** Bacaan yang Disediakan **

########

KETIK, JEMBER – Komisi B Dewan Perwakilan Rakyat Daerah (DPRD) Kabupaten Jember kembali menggelar rapat dengar pendapat (RDP) pada Selasa (1/8/2023) siang.
RDP melibatkan Gabungan Kelompok Tani (Gapoktan) wilayah Jember Selatan, Kepala Dinas Tanaman Pangan Hortikultura dan Perkebunan (DTPHP), dan perwakilan Otoritas Jasa Keuangan (OJK) Jember.
Rapat tersebut merupakan buntut dari keluhan petani tembakau yang gagal panen terendam banjir, akibat dari hujan yang mengguyur Kabupaten Jember selama 2 hari berturut pada 7-8 Juli 2023 kemarin. DTPHP mencatat ada 2.098 hektar tanaman tembakau yang terdampak
Para petani menuntut agar Pemerintah Kabupaten (Pemkab) Jember turun tangan membantu mereka yang menanggung kerugian. Mereka meminta agar pupuk subsidi bisa dialokasikan untuk komoditas tembakau, perbaikan sabuk gunung atau saluran irigasi, tanaman tembakau agar mendapatkan asuransi, serta restrukturisasi pinjaman kredit.
Pantauan di lapangan, belum ada langkah konkret yang bisa diambil sebagai jalan keluar permasalahan yang sedang dihadapi petani tembakau Jember. Hal itu disayangkan Ketua BPO DPC Himpunan Kerukunan Tani Indonesia (HKTI) Jember, Jumantoro.

########

** Tugas yang Diberikan a **
Tuliskan baris-baris catatan sebagai daftar bernomor tanpa baris kosong, mulai dari awal catatan hingga dan termasuk baris yang memuat "negative clicks: (40, 185) (172, 130)", dan jangan sertakan gambar di dalamnya.
Artikel di atas dan catatan yang menyusul merupakan bahan yang terpisah satu sama lain.

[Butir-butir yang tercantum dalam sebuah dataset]

########

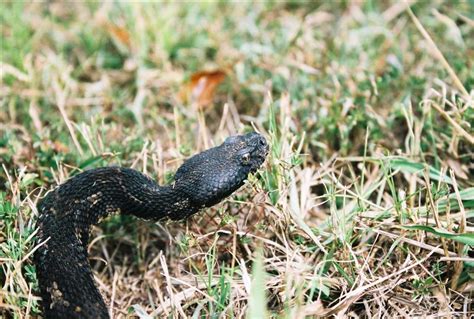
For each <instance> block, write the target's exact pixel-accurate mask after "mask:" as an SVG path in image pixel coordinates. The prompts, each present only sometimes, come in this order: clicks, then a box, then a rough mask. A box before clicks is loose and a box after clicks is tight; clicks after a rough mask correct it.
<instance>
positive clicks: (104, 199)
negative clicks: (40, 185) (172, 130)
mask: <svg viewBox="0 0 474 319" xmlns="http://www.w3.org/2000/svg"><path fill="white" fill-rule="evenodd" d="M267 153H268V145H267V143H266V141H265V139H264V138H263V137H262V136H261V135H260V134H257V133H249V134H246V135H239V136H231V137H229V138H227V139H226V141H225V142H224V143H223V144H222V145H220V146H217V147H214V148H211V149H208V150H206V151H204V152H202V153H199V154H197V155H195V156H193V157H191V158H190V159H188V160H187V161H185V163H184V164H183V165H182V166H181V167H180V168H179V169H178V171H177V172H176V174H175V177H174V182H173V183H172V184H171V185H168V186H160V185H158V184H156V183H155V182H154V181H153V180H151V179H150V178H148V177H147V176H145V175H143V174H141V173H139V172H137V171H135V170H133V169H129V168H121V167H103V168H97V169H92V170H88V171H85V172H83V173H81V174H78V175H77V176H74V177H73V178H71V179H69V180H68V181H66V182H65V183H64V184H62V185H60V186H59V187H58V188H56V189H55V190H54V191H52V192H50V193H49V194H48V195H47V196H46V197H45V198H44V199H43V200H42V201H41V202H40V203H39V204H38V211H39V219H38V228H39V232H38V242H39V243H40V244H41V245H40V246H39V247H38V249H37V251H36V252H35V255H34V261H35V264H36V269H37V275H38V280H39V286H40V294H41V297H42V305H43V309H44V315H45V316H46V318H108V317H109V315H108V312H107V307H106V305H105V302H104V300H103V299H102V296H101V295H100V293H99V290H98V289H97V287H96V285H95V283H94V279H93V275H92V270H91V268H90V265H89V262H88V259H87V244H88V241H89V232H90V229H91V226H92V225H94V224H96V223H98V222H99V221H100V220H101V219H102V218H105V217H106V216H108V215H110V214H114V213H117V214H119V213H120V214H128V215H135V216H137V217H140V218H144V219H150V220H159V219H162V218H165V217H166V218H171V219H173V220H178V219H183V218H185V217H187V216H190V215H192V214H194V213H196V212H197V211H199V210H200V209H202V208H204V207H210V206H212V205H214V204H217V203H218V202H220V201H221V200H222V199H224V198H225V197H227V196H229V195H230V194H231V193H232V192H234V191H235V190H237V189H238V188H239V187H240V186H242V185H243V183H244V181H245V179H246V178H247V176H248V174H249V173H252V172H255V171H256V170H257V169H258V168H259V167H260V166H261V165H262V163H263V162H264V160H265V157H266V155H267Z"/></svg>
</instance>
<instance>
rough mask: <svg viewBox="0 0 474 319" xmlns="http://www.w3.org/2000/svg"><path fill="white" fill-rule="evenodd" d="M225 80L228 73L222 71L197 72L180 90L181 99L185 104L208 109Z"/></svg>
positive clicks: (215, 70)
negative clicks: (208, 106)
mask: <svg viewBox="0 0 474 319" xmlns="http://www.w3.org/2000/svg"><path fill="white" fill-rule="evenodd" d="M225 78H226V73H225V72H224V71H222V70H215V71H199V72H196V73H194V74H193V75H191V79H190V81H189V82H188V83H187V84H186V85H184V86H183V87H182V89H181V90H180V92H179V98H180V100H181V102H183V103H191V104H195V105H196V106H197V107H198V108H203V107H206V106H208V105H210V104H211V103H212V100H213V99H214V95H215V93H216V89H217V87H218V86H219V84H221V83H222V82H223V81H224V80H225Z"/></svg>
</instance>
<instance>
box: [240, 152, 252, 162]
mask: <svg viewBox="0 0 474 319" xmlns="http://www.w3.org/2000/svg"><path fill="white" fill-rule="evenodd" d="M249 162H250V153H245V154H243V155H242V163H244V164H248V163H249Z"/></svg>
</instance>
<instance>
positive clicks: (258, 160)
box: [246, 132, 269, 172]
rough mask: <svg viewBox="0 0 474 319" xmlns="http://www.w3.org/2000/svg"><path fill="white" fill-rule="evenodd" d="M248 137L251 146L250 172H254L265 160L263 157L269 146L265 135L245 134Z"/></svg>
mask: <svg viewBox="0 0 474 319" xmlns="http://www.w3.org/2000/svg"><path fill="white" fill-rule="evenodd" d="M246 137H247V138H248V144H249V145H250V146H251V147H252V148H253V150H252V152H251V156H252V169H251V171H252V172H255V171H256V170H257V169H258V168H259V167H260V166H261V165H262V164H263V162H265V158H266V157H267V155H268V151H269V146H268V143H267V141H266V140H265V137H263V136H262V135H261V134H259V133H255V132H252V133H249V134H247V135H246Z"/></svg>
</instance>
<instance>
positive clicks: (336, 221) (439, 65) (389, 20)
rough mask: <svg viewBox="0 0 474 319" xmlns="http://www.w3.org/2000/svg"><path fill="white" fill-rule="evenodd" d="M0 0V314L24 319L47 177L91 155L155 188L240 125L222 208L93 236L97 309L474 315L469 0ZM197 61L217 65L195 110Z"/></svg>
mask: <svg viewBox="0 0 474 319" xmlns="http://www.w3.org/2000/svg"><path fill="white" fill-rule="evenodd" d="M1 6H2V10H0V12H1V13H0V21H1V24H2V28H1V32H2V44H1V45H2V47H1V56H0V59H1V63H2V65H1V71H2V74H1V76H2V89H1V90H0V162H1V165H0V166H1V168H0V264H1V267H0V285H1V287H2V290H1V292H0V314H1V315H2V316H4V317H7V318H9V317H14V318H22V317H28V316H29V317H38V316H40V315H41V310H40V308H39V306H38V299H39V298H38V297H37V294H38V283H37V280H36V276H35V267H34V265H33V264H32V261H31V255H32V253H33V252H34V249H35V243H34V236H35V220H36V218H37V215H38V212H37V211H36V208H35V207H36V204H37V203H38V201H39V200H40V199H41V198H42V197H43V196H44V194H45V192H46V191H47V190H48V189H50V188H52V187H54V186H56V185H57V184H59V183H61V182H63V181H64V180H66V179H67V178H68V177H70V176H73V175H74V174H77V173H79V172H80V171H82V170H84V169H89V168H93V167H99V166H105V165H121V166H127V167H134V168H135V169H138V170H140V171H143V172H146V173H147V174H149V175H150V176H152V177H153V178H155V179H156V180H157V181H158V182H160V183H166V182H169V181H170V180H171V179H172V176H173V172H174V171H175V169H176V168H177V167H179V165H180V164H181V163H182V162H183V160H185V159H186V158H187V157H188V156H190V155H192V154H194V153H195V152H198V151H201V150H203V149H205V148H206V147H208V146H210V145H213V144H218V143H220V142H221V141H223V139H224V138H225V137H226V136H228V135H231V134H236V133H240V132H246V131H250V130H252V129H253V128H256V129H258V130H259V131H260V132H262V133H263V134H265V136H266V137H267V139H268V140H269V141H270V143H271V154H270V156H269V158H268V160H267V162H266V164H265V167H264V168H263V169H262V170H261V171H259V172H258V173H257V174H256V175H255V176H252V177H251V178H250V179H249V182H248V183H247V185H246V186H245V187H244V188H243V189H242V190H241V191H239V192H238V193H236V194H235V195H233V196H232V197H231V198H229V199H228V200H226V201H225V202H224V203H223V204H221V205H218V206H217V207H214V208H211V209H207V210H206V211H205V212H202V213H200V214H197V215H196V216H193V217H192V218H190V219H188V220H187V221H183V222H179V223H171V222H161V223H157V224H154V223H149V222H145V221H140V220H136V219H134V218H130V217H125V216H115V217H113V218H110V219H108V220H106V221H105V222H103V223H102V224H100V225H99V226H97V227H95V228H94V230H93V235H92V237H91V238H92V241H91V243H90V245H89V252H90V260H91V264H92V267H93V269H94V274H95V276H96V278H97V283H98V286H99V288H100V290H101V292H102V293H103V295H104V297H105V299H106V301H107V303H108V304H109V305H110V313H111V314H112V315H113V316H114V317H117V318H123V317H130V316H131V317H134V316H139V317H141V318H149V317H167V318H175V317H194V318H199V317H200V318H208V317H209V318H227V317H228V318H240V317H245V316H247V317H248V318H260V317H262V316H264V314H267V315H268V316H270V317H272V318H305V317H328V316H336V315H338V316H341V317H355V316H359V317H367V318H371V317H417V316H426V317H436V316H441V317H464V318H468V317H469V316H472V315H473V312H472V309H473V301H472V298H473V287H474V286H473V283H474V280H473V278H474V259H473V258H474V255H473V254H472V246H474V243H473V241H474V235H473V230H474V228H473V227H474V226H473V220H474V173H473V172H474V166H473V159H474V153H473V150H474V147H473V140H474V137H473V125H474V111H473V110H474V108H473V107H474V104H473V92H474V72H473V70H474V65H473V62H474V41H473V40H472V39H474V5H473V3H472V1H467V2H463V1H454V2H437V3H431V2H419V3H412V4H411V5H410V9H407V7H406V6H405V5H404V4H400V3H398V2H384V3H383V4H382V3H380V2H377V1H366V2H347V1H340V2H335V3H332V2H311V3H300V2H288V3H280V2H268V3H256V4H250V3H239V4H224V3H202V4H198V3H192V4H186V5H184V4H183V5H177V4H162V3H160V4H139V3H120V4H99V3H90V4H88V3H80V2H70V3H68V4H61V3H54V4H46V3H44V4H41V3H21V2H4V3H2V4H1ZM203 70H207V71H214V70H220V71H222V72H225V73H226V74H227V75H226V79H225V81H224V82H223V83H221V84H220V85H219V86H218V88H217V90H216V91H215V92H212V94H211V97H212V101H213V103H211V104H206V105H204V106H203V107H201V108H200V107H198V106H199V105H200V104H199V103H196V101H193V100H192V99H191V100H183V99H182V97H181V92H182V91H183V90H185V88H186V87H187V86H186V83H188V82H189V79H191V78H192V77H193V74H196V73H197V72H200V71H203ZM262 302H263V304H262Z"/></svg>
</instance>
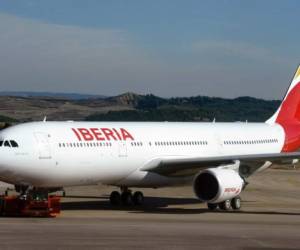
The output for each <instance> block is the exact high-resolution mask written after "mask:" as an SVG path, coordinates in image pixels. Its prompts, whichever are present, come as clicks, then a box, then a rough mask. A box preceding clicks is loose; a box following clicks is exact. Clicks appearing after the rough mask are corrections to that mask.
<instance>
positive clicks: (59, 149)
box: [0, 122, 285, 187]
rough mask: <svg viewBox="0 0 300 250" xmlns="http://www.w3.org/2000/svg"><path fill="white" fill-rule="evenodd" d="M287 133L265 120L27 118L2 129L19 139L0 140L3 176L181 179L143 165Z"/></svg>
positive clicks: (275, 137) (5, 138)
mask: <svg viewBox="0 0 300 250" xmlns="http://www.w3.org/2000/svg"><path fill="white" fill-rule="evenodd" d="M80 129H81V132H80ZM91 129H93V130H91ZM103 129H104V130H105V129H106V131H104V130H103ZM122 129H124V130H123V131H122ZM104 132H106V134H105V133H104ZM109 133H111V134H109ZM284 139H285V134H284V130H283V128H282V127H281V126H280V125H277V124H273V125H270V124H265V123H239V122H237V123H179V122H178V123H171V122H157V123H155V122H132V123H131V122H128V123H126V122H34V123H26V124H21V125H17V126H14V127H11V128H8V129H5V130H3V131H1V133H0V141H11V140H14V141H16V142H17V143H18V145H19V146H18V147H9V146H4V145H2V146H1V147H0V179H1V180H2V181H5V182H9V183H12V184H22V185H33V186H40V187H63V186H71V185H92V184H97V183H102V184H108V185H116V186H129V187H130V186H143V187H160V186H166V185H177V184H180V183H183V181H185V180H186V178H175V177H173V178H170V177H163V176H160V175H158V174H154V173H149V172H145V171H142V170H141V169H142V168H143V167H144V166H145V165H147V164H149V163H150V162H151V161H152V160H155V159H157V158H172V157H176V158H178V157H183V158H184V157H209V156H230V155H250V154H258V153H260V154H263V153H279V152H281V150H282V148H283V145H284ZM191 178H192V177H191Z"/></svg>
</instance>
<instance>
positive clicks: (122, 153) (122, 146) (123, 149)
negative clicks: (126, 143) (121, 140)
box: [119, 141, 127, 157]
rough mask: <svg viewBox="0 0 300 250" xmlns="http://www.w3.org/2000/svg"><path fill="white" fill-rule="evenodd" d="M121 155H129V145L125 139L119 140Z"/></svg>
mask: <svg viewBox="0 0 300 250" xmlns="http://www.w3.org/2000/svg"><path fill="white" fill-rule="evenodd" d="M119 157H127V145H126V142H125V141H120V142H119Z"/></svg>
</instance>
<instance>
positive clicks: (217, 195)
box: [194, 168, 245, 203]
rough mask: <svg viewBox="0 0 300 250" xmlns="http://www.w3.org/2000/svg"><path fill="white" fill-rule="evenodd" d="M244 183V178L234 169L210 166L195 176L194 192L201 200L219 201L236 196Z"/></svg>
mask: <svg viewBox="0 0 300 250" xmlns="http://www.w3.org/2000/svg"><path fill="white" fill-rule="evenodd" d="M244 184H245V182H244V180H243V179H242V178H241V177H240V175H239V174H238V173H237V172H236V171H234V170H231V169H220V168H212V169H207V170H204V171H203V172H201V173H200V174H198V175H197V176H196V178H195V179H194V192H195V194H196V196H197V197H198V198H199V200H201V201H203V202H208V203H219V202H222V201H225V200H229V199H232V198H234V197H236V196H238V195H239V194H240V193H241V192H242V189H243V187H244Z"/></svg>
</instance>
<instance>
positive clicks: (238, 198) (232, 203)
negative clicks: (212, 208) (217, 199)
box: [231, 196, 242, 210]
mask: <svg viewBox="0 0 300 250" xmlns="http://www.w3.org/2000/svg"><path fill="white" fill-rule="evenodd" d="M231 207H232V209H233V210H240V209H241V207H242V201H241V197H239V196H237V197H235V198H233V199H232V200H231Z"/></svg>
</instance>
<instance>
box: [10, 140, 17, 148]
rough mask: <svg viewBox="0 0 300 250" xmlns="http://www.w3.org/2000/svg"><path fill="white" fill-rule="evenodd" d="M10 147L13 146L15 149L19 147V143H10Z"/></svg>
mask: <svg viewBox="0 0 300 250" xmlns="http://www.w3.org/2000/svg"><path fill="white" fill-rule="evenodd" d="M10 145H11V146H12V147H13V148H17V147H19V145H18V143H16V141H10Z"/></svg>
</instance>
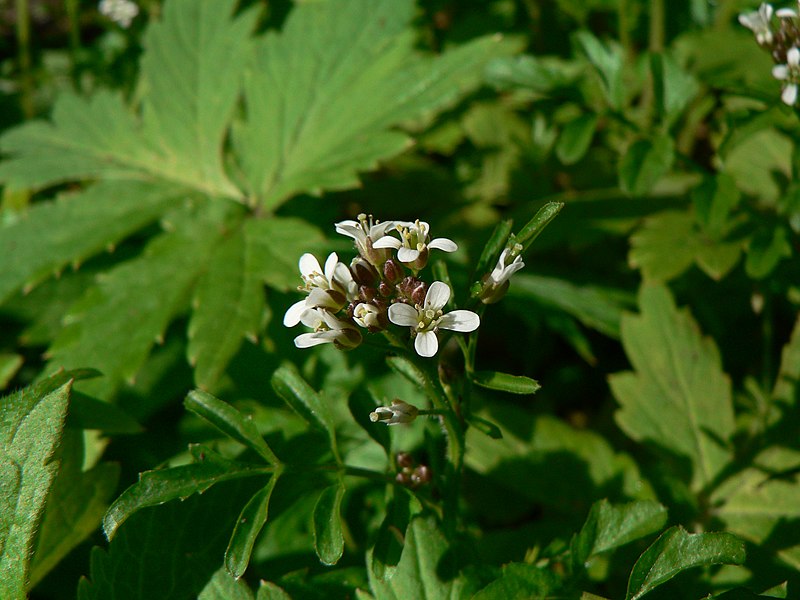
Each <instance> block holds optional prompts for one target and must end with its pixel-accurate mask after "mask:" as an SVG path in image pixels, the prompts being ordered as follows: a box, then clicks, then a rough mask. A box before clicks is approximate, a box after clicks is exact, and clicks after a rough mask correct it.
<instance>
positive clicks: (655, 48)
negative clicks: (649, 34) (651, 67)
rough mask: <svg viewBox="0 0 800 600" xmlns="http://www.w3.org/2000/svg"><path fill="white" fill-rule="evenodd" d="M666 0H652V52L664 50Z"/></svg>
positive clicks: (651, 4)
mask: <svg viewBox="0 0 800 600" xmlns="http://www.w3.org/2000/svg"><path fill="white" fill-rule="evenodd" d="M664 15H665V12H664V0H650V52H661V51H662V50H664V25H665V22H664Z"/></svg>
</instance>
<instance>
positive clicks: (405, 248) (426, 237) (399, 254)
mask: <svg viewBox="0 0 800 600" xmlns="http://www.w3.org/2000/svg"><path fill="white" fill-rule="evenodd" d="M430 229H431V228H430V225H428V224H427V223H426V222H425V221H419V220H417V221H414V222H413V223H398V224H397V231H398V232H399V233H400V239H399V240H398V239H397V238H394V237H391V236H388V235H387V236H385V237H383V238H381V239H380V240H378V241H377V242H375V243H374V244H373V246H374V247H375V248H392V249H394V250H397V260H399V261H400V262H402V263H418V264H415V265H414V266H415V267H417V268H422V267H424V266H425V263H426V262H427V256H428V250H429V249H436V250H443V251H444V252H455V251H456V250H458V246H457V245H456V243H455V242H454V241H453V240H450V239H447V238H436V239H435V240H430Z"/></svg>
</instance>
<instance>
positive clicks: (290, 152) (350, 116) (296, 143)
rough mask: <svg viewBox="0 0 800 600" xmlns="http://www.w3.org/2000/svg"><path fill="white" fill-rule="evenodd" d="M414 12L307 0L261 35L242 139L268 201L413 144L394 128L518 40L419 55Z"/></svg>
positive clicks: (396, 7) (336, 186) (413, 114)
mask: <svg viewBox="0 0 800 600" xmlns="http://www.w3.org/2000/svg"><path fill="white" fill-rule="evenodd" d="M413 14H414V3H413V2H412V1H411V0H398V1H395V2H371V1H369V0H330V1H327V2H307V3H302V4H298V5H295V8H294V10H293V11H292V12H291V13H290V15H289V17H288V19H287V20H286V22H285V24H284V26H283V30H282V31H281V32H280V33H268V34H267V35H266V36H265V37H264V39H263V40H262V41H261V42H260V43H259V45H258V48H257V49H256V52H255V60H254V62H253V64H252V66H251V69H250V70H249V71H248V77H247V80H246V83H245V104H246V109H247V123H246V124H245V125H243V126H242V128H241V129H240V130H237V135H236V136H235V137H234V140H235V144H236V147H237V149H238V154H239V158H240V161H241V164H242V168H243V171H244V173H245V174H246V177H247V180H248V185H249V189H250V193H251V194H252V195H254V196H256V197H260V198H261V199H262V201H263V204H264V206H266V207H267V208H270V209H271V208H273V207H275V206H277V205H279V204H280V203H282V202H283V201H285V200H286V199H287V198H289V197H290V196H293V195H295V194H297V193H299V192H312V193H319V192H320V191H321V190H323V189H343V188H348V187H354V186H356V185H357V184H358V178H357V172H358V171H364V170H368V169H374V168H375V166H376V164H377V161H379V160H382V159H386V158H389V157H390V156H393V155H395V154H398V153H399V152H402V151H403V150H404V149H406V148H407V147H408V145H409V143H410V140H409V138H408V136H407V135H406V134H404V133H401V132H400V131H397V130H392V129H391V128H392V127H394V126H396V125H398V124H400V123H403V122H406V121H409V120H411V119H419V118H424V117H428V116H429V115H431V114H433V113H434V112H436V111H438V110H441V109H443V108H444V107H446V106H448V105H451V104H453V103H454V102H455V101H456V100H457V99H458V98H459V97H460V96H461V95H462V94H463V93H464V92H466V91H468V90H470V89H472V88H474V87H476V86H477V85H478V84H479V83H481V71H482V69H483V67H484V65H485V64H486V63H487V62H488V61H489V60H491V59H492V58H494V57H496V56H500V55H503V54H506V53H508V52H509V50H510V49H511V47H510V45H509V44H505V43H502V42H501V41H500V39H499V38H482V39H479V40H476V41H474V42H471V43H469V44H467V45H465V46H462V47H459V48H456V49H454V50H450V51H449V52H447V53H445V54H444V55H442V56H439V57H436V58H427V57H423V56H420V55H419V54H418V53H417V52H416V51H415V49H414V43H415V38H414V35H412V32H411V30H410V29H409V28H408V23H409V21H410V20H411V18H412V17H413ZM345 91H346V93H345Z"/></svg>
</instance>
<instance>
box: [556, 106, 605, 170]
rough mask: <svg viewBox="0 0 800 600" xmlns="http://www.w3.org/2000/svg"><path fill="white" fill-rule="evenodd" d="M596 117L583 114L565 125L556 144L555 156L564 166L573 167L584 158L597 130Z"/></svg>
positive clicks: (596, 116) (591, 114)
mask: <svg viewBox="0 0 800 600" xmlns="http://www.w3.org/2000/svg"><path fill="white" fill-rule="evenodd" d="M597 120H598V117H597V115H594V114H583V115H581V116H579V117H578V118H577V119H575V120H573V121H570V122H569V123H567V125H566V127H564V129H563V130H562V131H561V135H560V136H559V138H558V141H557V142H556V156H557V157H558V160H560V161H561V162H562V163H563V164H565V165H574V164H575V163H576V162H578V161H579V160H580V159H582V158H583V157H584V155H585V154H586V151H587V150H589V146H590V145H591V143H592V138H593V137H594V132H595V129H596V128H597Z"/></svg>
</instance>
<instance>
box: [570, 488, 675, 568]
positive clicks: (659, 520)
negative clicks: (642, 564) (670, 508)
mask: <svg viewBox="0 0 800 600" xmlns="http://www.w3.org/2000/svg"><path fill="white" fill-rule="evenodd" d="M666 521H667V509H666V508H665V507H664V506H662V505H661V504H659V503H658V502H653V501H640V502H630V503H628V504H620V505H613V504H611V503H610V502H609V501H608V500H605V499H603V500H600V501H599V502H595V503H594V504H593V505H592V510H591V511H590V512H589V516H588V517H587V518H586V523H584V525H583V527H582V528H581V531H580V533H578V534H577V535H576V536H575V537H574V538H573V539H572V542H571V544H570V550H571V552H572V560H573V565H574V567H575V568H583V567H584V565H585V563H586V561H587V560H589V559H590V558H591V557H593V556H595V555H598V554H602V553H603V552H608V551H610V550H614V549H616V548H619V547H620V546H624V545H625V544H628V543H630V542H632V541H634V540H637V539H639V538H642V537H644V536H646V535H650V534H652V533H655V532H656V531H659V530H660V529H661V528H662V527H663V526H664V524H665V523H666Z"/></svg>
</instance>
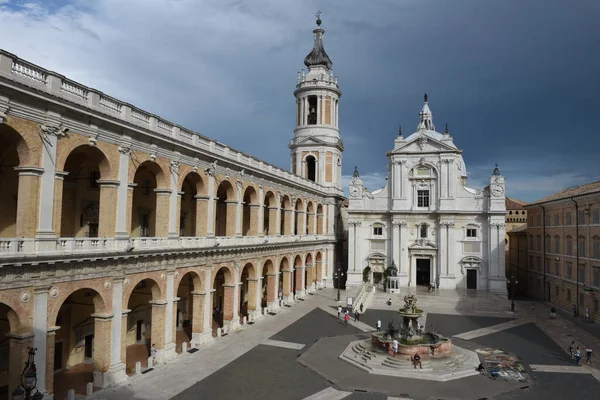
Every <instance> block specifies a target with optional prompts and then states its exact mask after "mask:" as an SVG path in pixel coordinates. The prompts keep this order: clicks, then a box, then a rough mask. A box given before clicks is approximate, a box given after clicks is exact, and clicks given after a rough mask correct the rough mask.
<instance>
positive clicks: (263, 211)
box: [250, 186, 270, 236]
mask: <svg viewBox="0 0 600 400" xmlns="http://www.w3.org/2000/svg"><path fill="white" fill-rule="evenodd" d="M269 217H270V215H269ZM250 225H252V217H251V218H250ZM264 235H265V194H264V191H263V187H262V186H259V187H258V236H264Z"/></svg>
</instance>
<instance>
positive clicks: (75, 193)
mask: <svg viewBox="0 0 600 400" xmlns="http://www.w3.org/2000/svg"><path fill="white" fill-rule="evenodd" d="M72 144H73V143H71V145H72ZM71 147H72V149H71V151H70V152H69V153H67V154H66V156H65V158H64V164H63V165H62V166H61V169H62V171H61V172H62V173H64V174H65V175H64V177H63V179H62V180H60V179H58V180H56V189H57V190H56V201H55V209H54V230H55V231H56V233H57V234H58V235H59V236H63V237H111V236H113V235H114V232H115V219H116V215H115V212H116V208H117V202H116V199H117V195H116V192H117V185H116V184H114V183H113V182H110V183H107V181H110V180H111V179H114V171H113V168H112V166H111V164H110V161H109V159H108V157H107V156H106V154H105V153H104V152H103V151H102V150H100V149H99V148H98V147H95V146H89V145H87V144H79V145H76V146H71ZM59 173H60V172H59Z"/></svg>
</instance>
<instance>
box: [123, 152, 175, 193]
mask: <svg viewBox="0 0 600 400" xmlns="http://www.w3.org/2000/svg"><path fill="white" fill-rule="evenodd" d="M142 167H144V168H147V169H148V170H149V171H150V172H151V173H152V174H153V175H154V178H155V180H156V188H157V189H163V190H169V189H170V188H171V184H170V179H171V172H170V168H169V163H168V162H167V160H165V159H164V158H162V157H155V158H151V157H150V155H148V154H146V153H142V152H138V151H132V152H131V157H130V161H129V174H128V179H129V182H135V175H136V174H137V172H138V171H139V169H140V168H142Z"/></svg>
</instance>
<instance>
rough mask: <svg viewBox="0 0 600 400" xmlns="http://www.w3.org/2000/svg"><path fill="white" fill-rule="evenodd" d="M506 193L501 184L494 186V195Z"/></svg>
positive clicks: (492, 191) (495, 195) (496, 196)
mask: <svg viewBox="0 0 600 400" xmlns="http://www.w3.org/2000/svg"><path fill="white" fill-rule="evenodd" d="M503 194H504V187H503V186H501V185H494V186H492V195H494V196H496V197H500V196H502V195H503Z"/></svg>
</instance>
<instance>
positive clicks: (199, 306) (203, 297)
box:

########

** Tugas yang Diberikan b **
Berikan kembali tanpa perubahan apa pun bagian artikel tentang petani tembakau Jember dari "KETIK, JEMBER –" hingga dan termasuk "Selasa (1/8/2023) siang.".

** Jawaban Tugas a **
1. For each <instance> block, write the target's exact pixel-accurate mask after "mask:" as an SVG path in image pixel coordinates. The prompts, each present only sometimes, come in this order: clicks, then a box, then a rough mask. A box before clicks is loose and a box after clicks is tight; clicks after a rough mask correct it.
2. <instance>
3. positive clicks: (104, 199)
4. negative clicks: (40, 185) (172, 130)

** Jawaban Tugas b **
KETIK, JEMBER – Komisi B Dewan Perwakilan Rakyat Daerah (DPRD) Kabupaten Jember kembali menggelar rapat dengar pendapat (RDP) pada Selasa (1/8/2023) siang.